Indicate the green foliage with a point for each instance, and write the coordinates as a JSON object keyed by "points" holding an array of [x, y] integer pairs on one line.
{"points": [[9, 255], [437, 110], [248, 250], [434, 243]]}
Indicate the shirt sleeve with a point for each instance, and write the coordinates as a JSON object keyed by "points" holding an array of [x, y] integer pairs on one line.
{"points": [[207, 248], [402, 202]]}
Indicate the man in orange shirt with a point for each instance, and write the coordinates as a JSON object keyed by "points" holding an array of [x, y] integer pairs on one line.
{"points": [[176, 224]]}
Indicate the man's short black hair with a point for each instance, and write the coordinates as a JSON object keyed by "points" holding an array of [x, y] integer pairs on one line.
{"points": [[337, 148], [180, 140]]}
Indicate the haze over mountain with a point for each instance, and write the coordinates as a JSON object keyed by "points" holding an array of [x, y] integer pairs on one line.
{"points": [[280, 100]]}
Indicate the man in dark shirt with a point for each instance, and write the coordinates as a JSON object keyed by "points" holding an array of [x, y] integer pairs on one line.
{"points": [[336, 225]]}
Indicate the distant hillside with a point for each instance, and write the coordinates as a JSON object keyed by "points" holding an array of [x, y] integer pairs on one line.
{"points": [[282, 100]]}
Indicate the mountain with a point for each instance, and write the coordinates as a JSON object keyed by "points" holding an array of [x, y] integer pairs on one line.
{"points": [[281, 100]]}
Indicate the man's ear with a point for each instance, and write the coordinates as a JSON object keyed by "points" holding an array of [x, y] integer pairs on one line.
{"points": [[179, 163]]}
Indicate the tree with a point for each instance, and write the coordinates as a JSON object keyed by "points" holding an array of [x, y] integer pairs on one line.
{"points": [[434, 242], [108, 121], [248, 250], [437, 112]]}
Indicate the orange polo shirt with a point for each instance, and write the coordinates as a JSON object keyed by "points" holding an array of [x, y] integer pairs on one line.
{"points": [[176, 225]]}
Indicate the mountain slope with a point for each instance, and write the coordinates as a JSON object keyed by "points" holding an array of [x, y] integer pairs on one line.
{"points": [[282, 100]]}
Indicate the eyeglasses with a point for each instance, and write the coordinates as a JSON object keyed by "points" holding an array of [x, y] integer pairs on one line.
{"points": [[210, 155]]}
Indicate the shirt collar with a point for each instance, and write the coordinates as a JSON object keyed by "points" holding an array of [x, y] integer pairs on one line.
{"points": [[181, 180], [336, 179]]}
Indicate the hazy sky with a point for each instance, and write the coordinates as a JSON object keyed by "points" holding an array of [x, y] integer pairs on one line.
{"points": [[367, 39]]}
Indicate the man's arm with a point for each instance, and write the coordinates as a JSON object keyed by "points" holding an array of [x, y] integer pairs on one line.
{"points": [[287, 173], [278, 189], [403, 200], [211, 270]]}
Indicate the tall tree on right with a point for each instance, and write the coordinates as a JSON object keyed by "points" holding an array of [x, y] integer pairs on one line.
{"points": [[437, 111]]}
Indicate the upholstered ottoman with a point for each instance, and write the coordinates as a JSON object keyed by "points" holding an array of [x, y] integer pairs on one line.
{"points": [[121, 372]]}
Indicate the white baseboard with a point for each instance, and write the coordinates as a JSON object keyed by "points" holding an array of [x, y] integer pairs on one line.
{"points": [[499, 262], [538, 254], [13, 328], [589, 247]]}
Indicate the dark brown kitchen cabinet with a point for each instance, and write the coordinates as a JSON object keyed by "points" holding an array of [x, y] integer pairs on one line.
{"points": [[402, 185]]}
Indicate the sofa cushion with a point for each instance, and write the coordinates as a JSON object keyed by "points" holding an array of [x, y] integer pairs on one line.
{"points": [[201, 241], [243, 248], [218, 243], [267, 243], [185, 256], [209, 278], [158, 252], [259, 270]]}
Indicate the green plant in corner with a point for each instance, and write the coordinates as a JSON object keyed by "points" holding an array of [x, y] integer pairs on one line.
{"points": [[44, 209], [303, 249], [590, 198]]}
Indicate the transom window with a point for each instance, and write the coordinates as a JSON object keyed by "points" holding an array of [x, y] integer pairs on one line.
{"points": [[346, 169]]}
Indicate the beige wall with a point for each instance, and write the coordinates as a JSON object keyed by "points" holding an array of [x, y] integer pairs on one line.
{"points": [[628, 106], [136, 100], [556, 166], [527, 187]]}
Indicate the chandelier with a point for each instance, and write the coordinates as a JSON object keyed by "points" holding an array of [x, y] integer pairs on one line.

============================================================

Format every line above as a numbered list, skipping any blank lines.

> **Exercise result**
1. Indicate the green foliage with a point for each instance, and write the coordinates as a JSON object keyed by "points" holding an array of [x, y] integer pairs on one line.
2. {"points": [[9, 255], [437, 110], [248, 250], [434, 243]]}
3. Indicate the shirt sleeve with a point for each instance, and write the coordinates as a JSON object keyed by "points" holding an array of [x, y] integer pairs on one line.
4. {"points": [[207, 248], [402, 202]]}
5. Indicate the man in orange shirt with a point for each instance, and write the coordinates as a JSON object keyed by "points" holding an array of [x, y] integer pairs on one line.
6. {"points": [[176, 224]]}
7. Indicate the man's short black hair with a point for each instance, and write the coordinates as a JSON object keyed by "points" holding an array of [x, y] integer pairs on one line.
8. {"points": [[337, 148], [180, 140]]}
9. Indicate the haze over mountain with a point for each instance, and write the coordinates as a JSON object keyed by "points" holding an array of [x, y] integer pairs on one line.
10. {"points": [[280, 100]]}
11. Indicate the man in dark shirt with a point for each instance, and write the coordinates as a JSON object keyed by "points" holding an array of [x, y] integer pairs on one line.
12. {"points": [[336, 225]]}
13. Indicate the distant hillside with a point for each instance, and write the coordinates as a JSON object keyed by "points" holding an array of [x, y] integer pairs on one line.
14. {"points": [[282, 100]]}
15. Indicate the mountain with a point for each instance, and write the coordinates as a JSON object keyed by "points" holding an array of [x, y] integer pairs on one line.
16. {"points": [[281, 100]]}
17. Indicate the man's ear with a point for each instance, and write the coordinates as a JSON object keyed by "points" holding an array of [x, y] integer pairs on one line.
18. {"points": [[179, 163]]}
19. Indicate the tree with a point for each instance, and write the coordinates as a JSON object keyed by "points" holding an array of [x, y] integer pairs on one line.
20. {"points": [[434, 242], [108, 121], [248, 250], [437, 112]]}
21. Indicate the orange polo shirt with a point for each instance, and write the coordinates as a JSON object keyed by "points" holding an array of [x, y] integer pairs on one line.
22. {"points": [[176, 225]]}
23. Indicate the mountain slope with a point for each instance, and write the coordinates as a JSON object keyed by "points" holding an array of [x, y] integer pairs on one line.
24. {"points": [[282, 100]]}
25. Indicate the eyeglasses with a point for each instance, and write the coordinates as a JSON object keyed by "points" holding an array of [x, y] integer pairs on one line.
26. {"points": [[210, 155]]}
27. Indicate the shirt collar with a point for each instance, and write the coordinates as a JSON object keyed by "points" holding an array of [x, y] integer pairs on one line.
28. {"points": [[181, 180], [336, 179]]}
29. Indicate the hazy sky with a point for each instance, and write the coordinates as a JSON object keyed by "points" holding an array of [x, y] integer pairs on one line.
30. {"points": [[367, 39]]}
31. Indicate the man's arm with a point for each instance, and write the coordinates as a JSON object keyed by "points" holding an array of [x, y] integer pairs on one line.
32. {"points": [[287, 173], [278, 189], [403, 200], [211, 270]]}
33. Indicate the tall tree on right with a point for each instance, and write the coordinates as a JSON object keyed by "points" holding an array of [x, y] integer pairs on one line.
34. {"points": [[437, 111]]}
35. Indicate the upholstered ottoman with a point for each instance, and write the coordinates as a JSON object keyed by "points" holding an array of [x, y] integer pairs on one line.
36. {"points": [[121, 372]]}
37. Indicate the white baseboard with a point for each instance, and write the coordinates as a JSON object keyed by "points" holding an array of [x, y] integer pairs on one line.
38. {"points": [[499, 262], [538, 254], [13, 328], [589, 247]]}
39. Indicate the dark brown kitchen cabinet with a point for each instance, and write the coordinates as a JSON object keyed by "points" holding an array of [x, y] integer pairs on one line.
40. {"points": [[402, 185]]}
41. Indicate the sofa cushion with a point for each instance, and write the coordinates as a JSON object keyed by "points" holding an array of [x, y] integer pairs on one line.
42. {"points": [[201, 241], [243, 248], [218, 243], [267, 243], [185, 256], [209, 278], [158, 252], [259, 270]]}
43. Indicate the green plant in corner with a point for each instance, and write the coordinates as a JSON object keyed by "points" holding an array of [x, y] integer pairs on one line.
44. {"points": [[44, 209], [303, 249], [590, 198]]}
45. Indicate the transom window with a point for each instance, and write the coordinates as a JSON object keyed by "points" holding an array of [x, y] integer pairs on one line.
46. {"points": [[346, 169]]}
47. Indicate the beige wall with a point for each instance, and write the coordinates as a JSON object keyed by "points" holding an array of [x, y] integer pairs on one line.
48. {"points": [[628, 106], [136, 100], [556, 166], [527, 187]]}
49. Indicate the chandelier with a point for each instance, and write the coordinates as a JSON object keyed by "points" holding an array of [x, y] integer pairs on one line.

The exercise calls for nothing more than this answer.